**ASSIGNMENT**:
Set down the data that follows again, exactly as written.

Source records
::::
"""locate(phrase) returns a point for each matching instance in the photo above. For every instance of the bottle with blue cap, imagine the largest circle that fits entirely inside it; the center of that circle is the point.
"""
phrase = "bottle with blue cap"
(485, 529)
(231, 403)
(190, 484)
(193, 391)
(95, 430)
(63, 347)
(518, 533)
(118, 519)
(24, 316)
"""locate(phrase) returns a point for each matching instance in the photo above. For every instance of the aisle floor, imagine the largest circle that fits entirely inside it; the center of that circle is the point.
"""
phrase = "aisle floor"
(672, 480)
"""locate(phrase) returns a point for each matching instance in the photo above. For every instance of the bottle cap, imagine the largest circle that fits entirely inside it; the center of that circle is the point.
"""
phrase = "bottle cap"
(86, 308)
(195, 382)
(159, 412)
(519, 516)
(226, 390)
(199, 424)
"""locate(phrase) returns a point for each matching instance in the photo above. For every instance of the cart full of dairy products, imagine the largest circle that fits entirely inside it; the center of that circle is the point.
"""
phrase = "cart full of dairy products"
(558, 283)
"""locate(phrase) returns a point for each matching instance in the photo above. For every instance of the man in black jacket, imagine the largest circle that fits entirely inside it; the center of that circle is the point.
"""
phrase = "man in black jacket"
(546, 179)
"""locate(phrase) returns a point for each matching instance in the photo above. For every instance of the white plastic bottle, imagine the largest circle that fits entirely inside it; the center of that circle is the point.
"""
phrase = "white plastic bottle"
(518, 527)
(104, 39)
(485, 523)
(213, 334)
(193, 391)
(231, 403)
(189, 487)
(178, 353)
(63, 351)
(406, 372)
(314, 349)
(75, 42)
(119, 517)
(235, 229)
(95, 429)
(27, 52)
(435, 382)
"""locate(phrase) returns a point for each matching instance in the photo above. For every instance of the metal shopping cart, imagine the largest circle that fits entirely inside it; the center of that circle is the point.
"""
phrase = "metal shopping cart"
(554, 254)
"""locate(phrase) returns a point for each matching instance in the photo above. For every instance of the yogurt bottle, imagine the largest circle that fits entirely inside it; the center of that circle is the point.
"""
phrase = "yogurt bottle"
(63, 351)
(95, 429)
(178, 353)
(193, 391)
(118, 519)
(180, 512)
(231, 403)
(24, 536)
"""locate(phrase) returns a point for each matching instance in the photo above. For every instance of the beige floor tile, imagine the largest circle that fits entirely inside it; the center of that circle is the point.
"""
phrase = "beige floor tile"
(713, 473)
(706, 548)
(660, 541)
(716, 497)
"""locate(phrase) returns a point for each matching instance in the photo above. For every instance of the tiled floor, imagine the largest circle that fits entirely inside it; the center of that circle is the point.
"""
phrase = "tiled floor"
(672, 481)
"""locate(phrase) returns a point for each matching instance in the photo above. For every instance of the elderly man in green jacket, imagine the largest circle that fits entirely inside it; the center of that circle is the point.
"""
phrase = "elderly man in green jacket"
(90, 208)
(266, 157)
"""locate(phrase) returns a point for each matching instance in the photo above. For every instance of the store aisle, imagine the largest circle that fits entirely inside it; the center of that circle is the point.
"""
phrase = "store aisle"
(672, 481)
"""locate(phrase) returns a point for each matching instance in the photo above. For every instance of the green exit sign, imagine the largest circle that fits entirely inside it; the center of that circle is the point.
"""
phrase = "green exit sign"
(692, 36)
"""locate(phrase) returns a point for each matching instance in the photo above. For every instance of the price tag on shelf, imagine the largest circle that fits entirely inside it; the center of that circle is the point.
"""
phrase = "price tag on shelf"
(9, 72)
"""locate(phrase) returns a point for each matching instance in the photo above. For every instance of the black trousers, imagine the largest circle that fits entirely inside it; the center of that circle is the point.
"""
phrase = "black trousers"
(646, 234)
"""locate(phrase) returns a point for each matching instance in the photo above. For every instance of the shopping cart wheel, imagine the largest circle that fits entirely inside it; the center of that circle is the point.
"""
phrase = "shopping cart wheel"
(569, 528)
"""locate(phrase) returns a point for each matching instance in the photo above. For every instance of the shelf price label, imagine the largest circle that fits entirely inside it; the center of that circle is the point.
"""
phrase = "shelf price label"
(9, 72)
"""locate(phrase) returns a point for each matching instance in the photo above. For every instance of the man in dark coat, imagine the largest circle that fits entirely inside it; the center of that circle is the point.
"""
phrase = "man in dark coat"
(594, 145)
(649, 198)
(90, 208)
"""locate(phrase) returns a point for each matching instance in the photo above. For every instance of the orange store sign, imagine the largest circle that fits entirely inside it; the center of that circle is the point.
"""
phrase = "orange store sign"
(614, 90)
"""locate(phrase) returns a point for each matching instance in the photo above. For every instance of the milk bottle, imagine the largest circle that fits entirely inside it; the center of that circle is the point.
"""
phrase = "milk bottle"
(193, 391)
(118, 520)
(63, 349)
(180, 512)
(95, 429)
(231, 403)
::::
**SOLUTION TO THIS TASK**:
"""locate(phrase) returns a point for each matching instance in the photo above. For every instance of the bottle with blue cap, imagine the largest circle that fits entirely inside it; the center of that circle is the point.
"""
phrase = "bottle with blue cap"
(485, 529)
(231, 403)
(190, 484)
(193, 391)
(95, 430)
(63, 347)
(518, 533)
(118, 519)
(24, 316)
"""locate(phrase) returns a point for each matching instance in the photo above. For every instance of the aisle floor, imagine the largest circle that fits entirely inside it; the center of that circle is the point.
"""
phrase = "aisle floor"
(672, 480)
"""locate(phrase) returns a point for each matching instance in the photo above. For every instance of the bottle cap, imagine the largest circle that fits entirely inside it; the center of that circle is the point.
"""
phrase = "bottle cap"
(86, 308)
(195, 382)
(159, 412)
(519, 516)
(226, 390)
(199, 424)
"""locate(phrase) returns a point for each matching instance in the photo above. For every instance of the cart full of dairy products, imagine the largest circle that fits entirely inside it; the center of that circle is the point.
"""
phrase = "cart full of dairy products"
(558, 283)
"""locate(phrase) returns a point for each matching instance in the photo above. For every instance of the man in black jacket, imagine the largest circle that fits entirely inside it; the center of that circle is the point.
"""
phrase = "man in black jacket"
(546, 179)
"""locate(phrase) returns a point for each matching instance in the photo above. For every instance of the white plastic bottle, imagine the largest circle that fits entirely inside it; the center of that circle is the point.
"""
phrase = "white plastic bottle"
(518, 527)
(104, 39)
(485, 523)
(213, 334)
(193, 391)
(231, 403)
(189, 487)
(178, 353)
(63, 351)
(406, 372)
(314, 349)
(75, 42)
(119, 517)
(235, 229)
(95, 429)
(27, 52)
(435, 382)
"""locate(phrase) returns a point for each matching instance in the photo above. For every instance of the metal shopping cart, imagine the largest circle that fits entirely inside it; the center of that circle is the point.
"""
phrase = "metal shopping cart"
(554, 254)
"""locate(phrase) returns a point for each matching instance in the photo above. For every instance of the yogurt bottle, imagine the largest circle that fits entirely inside it; the center of that circle is the point.
"""
phrase = "yogurt bottle"
(63, 351)
(95, 429)
(178, 353)
(193, 391)
(118, 519)
(180, 512)
(231, 403)
(24, 536)
"""locate(phrase) returns a point for each matching instance in the photo above. For every instance of the beige floor tile, imagine the largest circle that fits entirely inside it; the center of that circle is the point.
"""
phrase = "beige floor tile"
(713, 473)
(706, 548)
(660, 541)
(716, 497)
"""locate(phrase) returns a point for each matching instance in the photo above. For every instance of the tiled floor, imagine the largest circle that fits entirely inside it; the center of that circle is the point.
"""
phrase = "tiled floor"
(672, 481)
"""locate(phrase) returns a point for each matching instance in the photo above. For every instance of the elderly man in green jacket, imagine the largest circle that fits entirely inside it; the center of that circle is the point.
"""
phrase = "elderly man in green jacket"
(90, 208)
(266, 157)
"""locate(phrase) returns a point for each matching instance in the photo above. For every instance of the store aisle, imagine the largest circle that fits entirely inside it; the center of that circle is the point.
"""
phrase = "store aisle"
(672, 481)
"""locate(phrase) returns a point for each matching instance in the photo above. For every instance of the green exit sign, imagine the largest circle that fits entirely inside it; the center of that circle is the point.
"""
phrase = "green exit sign"
(692, 36)
"""locate(phrase) returns a point for each matching instance in the photo above. For every instance of the price tag on shelf, imagine the largest circle that fits entirely inside it; the center of that circle is the point.
"""
phrase = "price tag on shelf"
(9, 72)
"""locate(phrase) returns a point for each matching instance in the photo above. For every instance of the black trousers, imagine the largest circle that fits entirely inside it; the center of that circle is the point.
"""
phrase = "black trousers"
(646, 234)
"""locate(phrase) returns a point for each matching instance in the photo above. For every instance of the shopping cart wheel, imagine the largest circle that fits entirely inside it; the center of that circle is the point.
"""
phrase = "shopping cart wheel"
(569, 528)
"""locate(phrase) returns a point for each matching instance in the photo above. For every instance of the shelf price label, imagine the largest circle that fits entirely inside it; the center of that circle is the point.
"""
phrase = "shelf price label"
(9, 72)
"""locate(phrase) returns a point for each matching instance in the photo above. For every instance of the man in dark coat, imagine the largest circle that fits entirely inside it; the center of that circle is the point.
"""
phrase = "man in dark coat"
(594, 145)
(649, 198)
(90, 208)
"""locate(phrase) returns a point for each matching instance in the photo above. For every instance of the orange store sign, imagine the largest circle that fits entirely inside it; the center of that circle is the point.
"""
phrase = "orange store sign"
(614, 90)
"""locate(phrase) returns a point for each matching instance in the photo above. For every instance of the milk bottle, imagine the largest circle that fits entirely inside it; the center of that circle is the point.
"""
phrase = "milk bottle"
(193, 391)
(118, 520)
(63, 349)
(180, 512)
(95, 429)
(231, 403)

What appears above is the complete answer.